EXERCISE INSTRUCTIONS: Work through the entries below and show every line in which "bush" is found.

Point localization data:
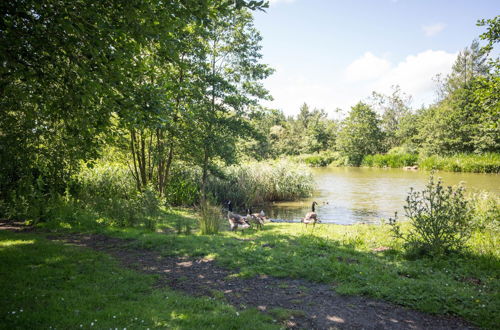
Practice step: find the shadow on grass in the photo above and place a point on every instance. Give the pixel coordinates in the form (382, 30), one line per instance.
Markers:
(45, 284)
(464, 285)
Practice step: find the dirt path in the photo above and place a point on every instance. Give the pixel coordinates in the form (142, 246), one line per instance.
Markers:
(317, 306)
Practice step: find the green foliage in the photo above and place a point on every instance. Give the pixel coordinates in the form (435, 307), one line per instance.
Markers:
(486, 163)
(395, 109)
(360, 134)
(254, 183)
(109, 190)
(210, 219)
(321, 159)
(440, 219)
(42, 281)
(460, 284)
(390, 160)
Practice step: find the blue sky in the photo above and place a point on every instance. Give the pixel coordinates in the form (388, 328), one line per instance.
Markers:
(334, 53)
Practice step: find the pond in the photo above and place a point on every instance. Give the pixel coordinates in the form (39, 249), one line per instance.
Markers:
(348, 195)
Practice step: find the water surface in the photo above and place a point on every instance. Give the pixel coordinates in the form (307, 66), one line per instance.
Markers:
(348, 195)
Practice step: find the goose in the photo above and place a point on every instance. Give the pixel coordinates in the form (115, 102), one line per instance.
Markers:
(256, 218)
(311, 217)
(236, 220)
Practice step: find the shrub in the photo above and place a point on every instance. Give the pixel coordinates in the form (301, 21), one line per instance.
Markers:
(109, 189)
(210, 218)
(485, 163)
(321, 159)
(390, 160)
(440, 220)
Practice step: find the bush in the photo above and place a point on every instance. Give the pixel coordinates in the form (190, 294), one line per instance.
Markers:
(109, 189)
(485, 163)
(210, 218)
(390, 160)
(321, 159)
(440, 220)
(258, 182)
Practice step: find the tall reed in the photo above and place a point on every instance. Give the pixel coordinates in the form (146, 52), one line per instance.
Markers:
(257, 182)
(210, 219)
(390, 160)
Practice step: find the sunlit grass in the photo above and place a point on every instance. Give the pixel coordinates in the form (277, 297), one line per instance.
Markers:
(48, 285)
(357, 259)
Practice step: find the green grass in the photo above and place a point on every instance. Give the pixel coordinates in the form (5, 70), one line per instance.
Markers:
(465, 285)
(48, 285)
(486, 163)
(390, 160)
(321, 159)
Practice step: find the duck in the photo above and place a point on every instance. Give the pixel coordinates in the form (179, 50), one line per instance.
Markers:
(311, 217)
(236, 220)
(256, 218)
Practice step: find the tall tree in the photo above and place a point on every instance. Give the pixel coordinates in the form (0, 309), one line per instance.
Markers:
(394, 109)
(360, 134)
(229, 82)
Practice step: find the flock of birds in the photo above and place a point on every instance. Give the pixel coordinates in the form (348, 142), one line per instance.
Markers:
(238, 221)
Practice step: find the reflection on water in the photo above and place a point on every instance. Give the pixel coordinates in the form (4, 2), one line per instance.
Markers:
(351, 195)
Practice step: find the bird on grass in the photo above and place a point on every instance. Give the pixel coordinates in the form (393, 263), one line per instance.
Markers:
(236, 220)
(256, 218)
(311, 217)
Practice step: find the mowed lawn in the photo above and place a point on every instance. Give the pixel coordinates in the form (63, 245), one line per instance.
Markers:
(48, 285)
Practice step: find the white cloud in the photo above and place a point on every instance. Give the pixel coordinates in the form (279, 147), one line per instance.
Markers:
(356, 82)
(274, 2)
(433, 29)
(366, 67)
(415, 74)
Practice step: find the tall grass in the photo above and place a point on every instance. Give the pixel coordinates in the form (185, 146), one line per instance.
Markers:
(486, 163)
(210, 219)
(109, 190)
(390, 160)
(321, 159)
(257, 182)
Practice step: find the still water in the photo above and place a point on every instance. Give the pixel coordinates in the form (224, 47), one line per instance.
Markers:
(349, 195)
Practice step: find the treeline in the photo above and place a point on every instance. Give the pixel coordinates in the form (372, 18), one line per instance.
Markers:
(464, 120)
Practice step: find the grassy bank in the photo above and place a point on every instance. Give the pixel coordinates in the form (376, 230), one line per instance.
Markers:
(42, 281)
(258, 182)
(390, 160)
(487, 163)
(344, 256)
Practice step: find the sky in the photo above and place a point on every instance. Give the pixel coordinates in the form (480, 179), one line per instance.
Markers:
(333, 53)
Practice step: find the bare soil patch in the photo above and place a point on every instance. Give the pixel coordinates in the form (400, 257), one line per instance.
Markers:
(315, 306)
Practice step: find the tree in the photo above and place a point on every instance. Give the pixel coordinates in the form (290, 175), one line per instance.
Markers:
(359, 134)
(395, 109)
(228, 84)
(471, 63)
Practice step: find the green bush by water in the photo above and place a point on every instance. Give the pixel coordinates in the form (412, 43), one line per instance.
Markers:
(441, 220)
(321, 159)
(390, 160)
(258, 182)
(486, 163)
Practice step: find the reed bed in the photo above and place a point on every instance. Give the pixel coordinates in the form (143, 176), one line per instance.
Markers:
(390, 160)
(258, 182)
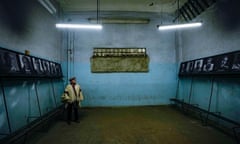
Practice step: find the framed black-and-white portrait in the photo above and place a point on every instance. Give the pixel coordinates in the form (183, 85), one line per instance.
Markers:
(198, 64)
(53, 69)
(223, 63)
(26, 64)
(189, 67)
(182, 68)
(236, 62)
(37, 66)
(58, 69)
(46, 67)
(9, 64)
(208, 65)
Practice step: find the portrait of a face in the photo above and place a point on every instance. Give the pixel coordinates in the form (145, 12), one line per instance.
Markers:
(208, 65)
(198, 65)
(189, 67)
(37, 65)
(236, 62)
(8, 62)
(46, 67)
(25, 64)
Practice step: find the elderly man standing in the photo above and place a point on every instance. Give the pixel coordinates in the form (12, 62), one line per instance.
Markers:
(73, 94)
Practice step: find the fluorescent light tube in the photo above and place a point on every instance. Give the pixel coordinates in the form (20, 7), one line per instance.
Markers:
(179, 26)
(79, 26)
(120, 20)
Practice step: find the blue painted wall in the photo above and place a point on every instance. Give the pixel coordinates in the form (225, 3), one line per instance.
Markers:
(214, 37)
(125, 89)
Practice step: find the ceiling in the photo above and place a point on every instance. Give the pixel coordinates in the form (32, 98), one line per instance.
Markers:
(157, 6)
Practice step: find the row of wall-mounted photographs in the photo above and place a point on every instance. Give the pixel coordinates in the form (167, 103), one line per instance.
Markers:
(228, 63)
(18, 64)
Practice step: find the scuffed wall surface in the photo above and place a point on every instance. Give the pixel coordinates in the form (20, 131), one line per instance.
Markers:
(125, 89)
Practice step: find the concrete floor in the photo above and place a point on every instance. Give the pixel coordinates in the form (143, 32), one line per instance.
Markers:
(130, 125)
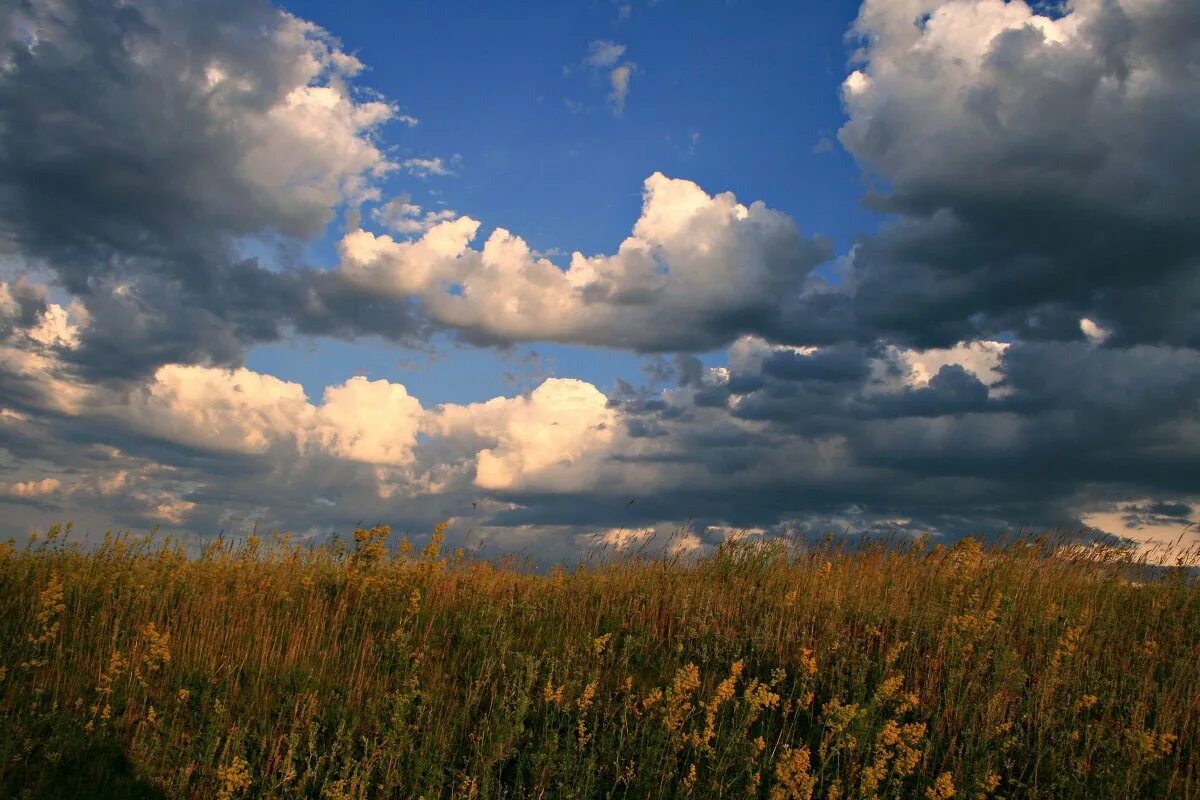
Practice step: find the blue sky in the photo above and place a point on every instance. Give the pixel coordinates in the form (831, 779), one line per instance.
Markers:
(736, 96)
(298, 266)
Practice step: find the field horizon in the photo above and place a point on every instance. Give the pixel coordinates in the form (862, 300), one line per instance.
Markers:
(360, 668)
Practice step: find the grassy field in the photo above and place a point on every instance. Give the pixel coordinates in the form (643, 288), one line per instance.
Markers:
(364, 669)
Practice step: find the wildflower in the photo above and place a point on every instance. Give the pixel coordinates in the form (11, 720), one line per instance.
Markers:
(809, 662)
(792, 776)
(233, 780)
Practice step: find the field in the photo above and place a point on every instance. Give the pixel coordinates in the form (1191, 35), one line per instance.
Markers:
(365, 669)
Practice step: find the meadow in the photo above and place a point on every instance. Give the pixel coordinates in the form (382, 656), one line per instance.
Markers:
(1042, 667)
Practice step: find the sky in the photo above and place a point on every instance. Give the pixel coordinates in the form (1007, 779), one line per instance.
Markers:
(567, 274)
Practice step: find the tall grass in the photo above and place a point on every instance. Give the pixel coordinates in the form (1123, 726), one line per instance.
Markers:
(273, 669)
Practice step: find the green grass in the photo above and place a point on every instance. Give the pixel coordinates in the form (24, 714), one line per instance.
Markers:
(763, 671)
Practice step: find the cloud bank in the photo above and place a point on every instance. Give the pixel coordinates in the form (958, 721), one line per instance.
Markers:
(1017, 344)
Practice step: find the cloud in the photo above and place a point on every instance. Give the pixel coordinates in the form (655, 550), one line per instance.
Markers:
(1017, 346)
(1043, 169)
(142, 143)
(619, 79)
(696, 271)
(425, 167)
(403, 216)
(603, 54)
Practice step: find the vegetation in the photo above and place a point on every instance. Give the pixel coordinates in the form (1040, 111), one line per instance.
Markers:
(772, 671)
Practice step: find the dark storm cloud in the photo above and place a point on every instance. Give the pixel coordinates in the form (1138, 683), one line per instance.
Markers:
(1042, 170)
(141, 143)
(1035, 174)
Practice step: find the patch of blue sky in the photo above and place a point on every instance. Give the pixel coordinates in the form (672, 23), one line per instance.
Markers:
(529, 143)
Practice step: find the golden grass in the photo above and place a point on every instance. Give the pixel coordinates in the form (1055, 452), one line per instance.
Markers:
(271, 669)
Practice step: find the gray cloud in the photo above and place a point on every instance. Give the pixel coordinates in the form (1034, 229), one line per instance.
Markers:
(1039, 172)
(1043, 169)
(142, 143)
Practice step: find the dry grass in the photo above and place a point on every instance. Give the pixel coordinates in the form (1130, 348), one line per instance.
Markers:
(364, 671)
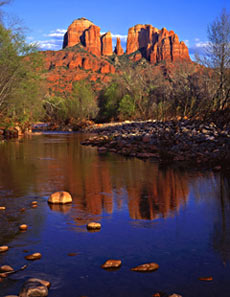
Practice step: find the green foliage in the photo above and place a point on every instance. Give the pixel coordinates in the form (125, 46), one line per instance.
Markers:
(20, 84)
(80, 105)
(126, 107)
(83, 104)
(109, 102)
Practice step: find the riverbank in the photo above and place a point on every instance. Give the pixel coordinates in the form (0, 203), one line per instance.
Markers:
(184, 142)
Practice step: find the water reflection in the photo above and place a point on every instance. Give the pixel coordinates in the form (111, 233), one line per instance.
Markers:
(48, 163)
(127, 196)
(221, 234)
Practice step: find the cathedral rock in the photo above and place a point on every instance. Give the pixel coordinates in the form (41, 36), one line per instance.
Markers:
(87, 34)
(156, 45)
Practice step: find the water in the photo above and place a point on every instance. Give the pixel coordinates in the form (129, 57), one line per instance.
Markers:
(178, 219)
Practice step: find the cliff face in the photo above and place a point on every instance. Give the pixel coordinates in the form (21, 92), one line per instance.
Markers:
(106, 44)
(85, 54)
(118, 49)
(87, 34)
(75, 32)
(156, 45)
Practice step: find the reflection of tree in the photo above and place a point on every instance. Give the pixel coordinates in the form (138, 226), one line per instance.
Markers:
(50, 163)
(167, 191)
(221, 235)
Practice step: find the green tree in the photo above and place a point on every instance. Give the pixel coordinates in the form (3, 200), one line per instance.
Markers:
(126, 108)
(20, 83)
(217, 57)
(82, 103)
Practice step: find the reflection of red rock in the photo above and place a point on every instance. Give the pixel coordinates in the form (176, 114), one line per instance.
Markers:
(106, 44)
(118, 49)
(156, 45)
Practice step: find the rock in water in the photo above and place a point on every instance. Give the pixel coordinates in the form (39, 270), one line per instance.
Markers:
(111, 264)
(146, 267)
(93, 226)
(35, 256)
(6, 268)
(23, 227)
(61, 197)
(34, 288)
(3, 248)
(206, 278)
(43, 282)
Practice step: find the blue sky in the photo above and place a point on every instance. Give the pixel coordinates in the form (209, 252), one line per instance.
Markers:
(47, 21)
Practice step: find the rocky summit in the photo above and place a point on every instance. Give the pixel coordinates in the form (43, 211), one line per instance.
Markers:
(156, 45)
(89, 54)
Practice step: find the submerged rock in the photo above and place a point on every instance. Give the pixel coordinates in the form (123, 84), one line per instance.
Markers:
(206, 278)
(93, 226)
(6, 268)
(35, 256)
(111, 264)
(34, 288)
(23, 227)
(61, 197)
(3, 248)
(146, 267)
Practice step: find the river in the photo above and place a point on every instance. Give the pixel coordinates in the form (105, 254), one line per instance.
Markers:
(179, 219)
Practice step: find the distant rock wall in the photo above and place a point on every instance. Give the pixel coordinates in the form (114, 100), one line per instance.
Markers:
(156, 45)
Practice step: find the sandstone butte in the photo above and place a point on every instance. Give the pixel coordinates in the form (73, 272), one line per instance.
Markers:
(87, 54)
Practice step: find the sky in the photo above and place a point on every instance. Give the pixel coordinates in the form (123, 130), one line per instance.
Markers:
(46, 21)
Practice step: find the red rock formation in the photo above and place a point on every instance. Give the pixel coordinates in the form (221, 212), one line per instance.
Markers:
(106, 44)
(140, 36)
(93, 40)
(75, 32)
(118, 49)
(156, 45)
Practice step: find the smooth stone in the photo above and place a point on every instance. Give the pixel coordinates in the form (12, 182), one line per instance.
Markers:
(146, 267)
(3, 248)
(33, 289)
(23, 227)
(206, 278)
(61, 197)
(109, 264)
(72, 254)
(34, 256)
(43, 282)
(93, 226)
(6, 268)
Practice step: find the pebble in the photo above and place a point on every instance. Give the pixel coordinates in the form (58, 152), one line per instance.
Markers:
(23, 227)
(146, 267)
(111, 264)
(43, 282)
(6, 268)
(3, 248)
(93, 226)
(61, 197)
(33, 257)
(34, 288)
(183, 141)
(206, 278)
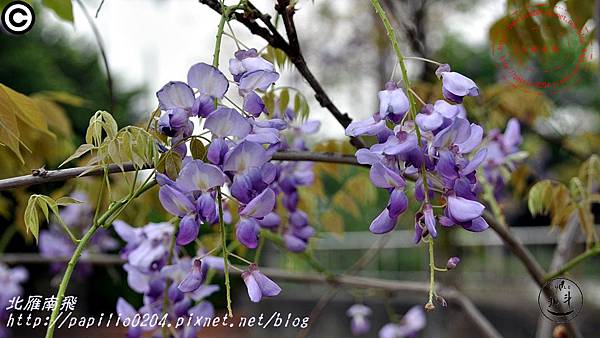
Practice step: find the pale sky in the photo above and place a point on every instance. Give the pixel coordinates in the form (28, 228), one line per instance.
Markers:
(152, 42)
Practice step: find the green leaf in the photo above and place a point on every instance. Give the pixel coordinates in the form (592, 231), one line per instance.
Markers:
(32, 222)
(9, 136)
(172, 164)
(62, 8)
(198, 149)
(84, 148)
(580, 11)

SOLUTION TO THE EXERCISE:
Practice step: find the bush in the photo above and place a point on every instance. Give the pixel coordinates in the form (190, 294), one line per instance.
Practice step: find the green bush by water in the photo above and place a point on every instance. Give the pixel coordinates in the form (412, 43), one line per instance.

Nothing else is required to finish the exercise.